Task item —
Answer these questions from the text on AI and journalism below:
1. What does Lisa Gibbs say has caused journalism to lose thousands of jobs?
2. What position does Jessica Davis hold at Gannett?
3. At BR, what would a journalist receive along with an agency report?
**** Text block ****
The impact on individual journalists
Most of the AI sessions in Perugia heard similar questions about AI and job losses. Semafor’s Gina Chua was forthright on this: “We are not here to save journalists. We are here to save journalism.”
Meanwhile, Lisa Gibbs pointed out that journalism was already losing thousands of jobs, not because of AI but because of the economics of the news industry.
My own view? Some jobs will go, others will be created, but the biggest change will be in the day-to-day tasks carried out by journalists. As Jessica Davis, director of AI and automation at Gannett, said: “I am seeing this as a cultural change. How can it be an additive to our journalism? How can it free up our journalists?”
AI tools will doubtless remove or reduce the need for some mundane jobs. They will transcribe interviews and write repetitive, highly structured stories. In a recent podcast, Matt Karolian from the Boston Globe suggested that AI would give journalists more time to report as they would be "untethered from the chore of writing".
Most journalists I know enjoy "the chore of writing" and would be loath to give it up, but maybe soon they’ll have an AI sub-editor alongside them to help. Journalists will need to focus on tasks where they are more effective than machines and look at how their work can be enhanced by adopting AI tools.
Newsrooms will also need translators who speak both the language of editorial and tech. Get familiar with the technology. Become one of those translators.
The opportunities
In Perugia, there was optimism about the use of AI tools to take the friction out of workflows and make newsrooms more efficient. This feels like step one in finding a good use case for AI. Step two is to enhance what you do already.
At BR, Uli said they were looking at embedding natural language generation in the core of their newsroom systems. "So, for example, when you get your agency report you would have an automated summary and different headlines that are suggested," she explained. "When you are writing about something, different articles are suggested to the author from your system, so they don’t have to do the research.”
The third step in deploying AI tools is – for me, anyway – the most exciting: enabling newsrooms to do things that are not possible by human effort alone.
**** Data section ****
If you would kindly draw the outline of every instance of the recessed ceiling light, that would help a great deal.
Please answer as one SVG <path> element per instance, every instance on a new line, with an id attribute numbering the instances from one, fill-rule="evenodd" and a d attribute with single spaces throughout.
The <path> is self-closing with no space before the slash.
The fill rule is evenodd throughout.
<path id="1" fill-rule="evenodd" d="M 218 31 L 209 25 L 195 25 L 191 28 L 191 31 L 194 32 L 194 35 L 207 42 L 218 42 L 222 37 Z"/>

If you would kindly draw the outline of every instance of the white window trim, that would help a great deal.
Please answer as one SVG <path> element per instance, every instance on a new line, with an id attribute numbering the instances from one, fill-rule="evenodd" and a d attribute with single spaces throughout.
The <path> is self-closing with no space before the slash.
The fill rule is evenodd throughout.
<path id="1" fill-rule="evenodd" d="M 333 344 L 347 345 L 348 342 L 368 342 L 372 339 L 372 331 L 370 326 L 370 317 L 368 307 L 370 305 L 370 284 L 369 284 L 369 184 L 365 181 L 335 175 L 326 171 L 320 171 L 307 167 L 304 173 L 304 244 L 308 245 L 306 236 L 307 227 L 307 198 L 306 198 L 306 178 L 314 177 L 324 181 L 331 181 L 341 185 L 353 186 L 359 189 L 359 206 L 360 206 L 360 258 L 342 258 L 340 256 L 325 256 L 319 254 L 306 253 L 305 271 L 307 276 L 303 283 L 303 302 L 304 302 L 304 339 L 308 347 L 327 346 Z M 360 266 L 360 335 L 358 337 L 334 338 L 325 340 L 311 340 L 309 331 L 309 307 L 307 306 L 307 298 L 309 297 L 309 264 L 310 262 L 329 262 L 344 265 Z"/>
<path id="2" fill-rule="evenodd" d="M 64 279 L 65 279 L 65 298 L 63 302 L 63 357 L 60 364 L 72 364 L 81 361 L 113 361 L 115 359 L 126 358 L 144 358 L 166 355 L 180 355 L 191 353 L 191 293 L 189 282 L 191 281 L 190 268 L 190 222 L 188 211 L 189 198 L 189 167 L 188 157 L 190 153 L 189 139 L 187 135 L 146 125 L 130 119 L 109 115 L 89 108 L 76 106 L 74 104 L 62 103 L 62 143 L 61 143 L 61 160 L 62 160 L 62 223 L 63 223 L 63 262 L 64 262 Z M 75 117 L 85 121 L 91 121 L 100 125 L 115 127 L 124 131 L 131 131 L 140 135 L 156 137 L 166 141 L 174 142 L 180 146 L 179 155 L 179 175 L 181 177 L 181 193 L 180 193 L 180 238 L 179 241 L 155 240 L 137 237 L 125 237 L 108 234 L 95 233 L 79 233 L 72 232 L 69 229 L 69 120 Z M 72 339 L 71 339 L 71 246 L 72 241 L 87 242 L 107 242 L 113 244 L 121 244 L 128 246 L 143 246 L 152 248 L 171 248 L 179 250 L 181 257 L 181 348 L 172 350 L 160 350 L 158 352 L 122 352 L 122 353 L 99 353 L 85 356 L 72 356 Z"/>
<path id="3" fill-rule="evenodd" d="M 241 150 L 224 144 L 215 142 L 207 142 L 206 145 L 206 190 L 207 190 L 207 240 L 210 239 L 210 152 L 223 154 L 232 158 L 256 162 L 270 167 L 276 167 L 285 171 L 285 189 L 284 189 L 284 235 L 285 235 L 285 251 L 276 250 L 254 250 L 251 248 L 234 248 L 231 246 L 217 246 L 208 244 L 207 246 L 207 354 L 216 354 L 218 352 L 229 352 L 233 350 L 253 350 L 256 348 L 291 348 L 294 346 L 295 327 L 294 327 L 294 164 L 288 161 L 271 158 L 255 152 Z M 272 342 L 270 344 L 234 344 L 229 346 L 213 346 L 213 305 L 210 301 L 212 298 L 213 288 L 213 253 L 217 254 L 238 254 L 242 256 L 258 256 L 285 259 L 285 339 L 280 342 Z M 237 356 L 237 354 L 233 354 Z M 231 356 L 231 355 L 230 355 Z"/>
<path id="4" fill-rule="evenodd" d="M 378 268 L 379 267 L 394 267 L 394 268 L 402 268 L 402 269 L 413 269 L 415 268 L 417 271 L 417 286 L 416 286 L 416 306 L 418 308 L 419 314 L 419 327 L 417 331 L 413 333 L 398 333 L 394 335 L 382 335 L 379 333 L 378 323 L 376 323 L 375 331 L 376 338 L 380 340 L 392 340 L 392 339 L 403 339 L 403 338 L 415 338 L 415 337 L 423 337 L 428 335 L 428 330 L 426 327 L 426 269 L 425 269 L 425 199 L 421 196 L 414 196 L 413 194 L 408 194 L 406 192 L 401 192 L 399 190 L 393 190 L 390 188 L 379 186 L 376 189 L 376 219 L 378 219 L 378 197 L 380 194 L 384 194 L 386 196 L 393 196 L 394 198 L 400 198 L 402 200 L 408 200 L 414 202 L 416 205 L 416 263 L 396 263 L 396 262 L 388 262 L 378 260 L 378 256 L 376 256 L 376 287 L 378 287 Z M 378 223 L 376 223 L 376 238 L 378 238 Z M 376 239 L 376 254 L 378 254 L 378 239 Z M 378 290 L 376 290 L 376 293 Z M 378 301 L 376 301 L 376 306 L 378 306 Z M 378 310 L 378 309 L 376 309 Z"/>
****
Result of this task —
1. The economics of the news industry, not AI.
2. Director of AI and automation.
3. An automated summary and different suggested headlines.